◆ Exercise requirements
Render every line of the items below as a Markdown table with the columns "Row" and "Line," numbering each row and omitting blank lines. Leave the pictures out of the table.

====

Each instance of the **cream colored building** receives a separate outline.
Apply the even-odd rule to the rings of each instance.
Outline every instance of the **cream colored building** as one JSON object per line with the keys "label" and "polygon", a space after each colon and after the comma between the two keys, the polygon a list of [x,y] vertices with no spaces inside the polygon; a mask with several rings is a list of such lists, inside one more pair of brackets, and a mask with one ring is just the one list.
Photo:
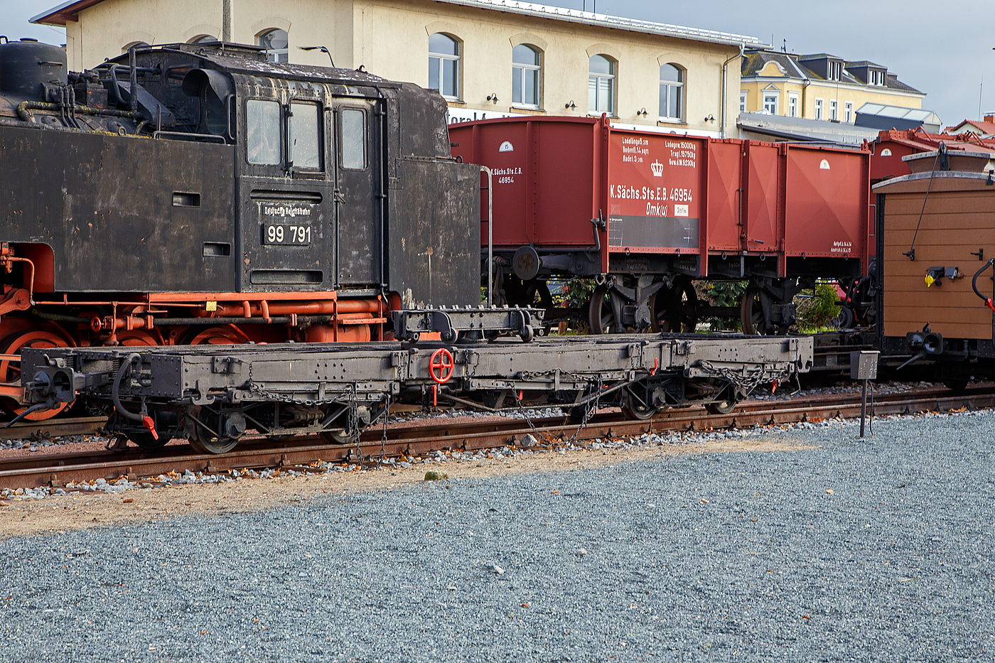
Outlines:
{"label": "cream colored building", "polygon": [[820,53],[747,50],[742,59],[739,112],[854,123],[865,104],[921,109],[924,93],[873,62]]}
{"label": "cream colored building", "polygon": [[66,27],[71,70],[132,44],[225,39],[438,88],[451,120],[604,111],[623,127],[716,136],[736,133],[742,48],[763,46],[514,0],[75,0],[32,21]]}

====

◆ Output for this exercise
| Row | Line |
|---|---|
| 1 | Each instance of the **cream colored building** receives a separate outline. |
| 2 | Apply the even-odd rule to the rings of each instance. |
| 3 | Outline every instance of the **cream colored building** as one JSON object per line with the keys "label" and "polygon", a space after each colon and after the comma between the two keys, the polygon a list of [x,y] vertices with no spaces inside the polygon; a mask with several rings is a list of such lists, inside one more pair of brackets, and a mask with one ring is just the one list. |
| 4 | Photo: |
| 5 | Outlines: |
| 6 | {"label": "cream colored building", "polygon": [[820,53],[747,50],[742,59],[739,112],[854,123],[865,104],[921,109],[924,93],[873,62]]} |
| 7 | {"label": "cream colored building", "polygon": [[66,27],[71,70],[132,44],[225,39],[438,88],[451,120],[604,111],[623,127],[716,136],[736,133],[742,48],[763,46],[514,0],[75,0],[32,21]]} |